### What is asked:
Copy all of the rows below, including their requests, and multiply each x and y coordinate in the answers by 0.65. Round to whole numbers with halves going up, and leave the numbers in the requests unchanged.

-- START OF Records for this exercise --

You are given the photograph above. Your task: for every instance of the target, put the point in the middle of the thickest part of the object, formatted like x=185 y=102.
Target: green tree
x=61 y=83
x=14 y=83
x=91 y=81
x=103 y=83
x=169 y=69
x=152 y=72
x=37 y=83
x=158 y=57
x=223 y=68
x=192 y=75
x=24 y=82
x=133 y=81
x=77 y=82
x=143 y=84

-- END OF Records for this exercise --

### Full solution:
You are given the photograph above. Your task: for every instance of the target, put the point in the middle of the thickest part of the object, formatted like x=185 y=102.
Target: green tree
x=40 y=54
x=9 y=54
x=59 y=53
x=67 y=54
x=110 y=45
x=99 y=47
x=24 y=54
x=103 y=37
x=145 y=44
x=125 y=49
x=16 y=53
x=86 y=53
x=50 y=53
x=93 y=55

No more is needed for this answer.